Metin Bloğu:
Bir süredir sosyal medya üzerinden Çatalağzı Termik Santrali’nin(ÇATES) özelleştirilmesiyle ilgili yeteri kadar haber yapmadığımız için eleştiriliyorduk…

Haksız da değiller hani…

Ama atı alan Üsküdar’ı çoktan geçmiş…

Bu sütunlarda hükümetin kapalı kapılar arkasında aldığı kararla Zonguldak’ın 30 yıl sonrasının bugünden dizayn ettiğini yazdığımızda “ütopik” bulanlar çoğunluktaydı…

ÇATES bu planın kırılma noktasıydı…

Yerel basın, ÇATES’in özelleştirileceğini bangır bangır yazarken, kuyruğunu kıvırıp üzerine oturan sendikacılar önceki gün santral önünde özelleştirmeye tepki amacıyla bir eylem yaptılar.

Eylemden daha çok bir teslim oluşun fotoğrafı yansıdı gazetelere…

Sendika üyelerini bile eyleme getiremeyen sendikacıların, halk desteğini arkalarında görmek gibi bir lüksüde olamaz…

Olmadı da!

Gösterilen Veriler:
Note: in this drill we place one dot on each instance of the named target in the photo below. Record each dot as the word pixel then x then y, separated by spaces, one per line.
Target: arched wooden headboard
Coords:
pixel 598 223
==
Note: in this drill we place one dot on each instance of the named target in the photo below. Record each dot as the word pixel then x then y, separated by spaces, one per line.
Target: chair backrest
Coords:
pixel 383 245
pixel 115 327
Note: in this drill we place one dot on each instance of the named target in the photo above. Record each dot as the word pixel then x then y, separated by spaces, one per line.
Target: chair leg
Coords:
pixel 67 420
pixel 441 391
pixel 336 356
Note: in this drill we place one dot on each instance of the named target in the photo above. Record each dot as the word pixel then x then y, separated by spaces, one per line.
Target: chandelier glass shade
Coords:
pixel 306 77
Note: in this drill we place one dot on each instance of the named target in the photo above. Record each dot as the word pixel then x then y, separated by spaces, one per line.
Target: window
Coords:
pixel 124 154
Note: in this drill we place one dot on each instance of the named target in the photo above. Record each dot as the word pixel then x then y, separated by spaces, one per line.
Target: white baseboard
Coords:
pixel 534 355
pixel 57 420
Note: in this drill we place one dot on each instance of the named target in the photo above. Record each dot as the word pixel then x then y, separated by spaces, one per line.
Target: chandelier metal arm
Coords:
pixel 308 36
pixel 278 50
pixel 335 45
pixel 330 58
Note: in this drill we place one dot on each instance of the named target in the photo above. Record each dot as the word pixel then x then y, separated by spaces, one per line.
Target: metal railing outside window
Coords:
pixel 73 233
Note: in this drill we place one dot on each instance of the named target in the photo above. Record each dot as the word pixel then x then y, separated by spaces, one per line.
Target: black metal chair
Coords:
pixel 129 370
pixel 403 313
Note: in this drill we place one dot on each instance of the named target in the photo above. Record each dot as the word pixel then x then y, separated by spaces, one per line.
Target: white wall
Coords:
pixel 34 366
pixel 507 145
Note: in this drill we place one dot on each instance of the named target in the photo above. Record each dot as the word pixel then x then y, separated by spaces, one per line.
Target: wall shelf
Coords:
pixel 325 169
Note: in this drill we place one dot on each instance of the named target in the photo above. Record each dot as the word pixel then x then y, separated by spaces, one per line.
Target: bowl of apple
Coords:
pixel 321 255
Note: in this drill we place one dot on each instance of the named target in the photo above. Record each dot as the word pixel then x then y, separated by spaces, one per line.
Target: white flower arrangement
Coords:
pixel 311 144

Görev A:
ÇATES özelleştirmesi hakkındaki yazıya göre sendikacıların santral önünde yaptığı eylemin amacı neydi?
Görev B:
ÇATES özelleştirmesi hakkındaki yazıyı son cümlesinden sonra devam ettirin.
Veriler, metinden bağımsız ayrı bir malzemedir.

Cevap A:
Özelleştirmeye tepki göstermekti.

Cevap B:
Bana göre bu teslim oluşun baş mimarı Tes-İş Sendikası Şube Başkanı Ahmet Hasanefendioğlu’nun efendi efendi satışa göz yummasıdır. ÇATES’in özelleştirmesinde en ufak bir direniş olmayışı sendikal tarihte özel bir yeri olan Zonguldak için yüz kızartıcı bir ayıptır. Tabi, her özelleştirmede olduğu gibi olayları izlemekle yetinen GMİS de bir kez daha hükümetin ekmeğine yağ sürmüştür…

Dün TSO Başkanı Salih Demir’in yaptığı açıklamaya şöyle bir göz atan herkes, ÇATES’ten akla hayale gelmeyecek paralar kazanan Salih Demir’in asıl derdinin ne olduğunu anlamıştır…

Bugüne kadar özelleştirme yanlısı tutumuyla tanıdığımız Salih Demir, mevzu kendi menfaatleri olunca nasılda feryat figan etmiş…

Bölgede kurulması düşünülen ve mevcut santraller…

Kanser vakalarındaki inanılmaz artış…

Yöre insanının kendi topraklarından göçe zorlanması…

 Bunların hiç biri Salih Bey’i ilgilendirmiyor…

 Varsa yoksa yerli kömür yakılsın da….

Yansın Zonguldak!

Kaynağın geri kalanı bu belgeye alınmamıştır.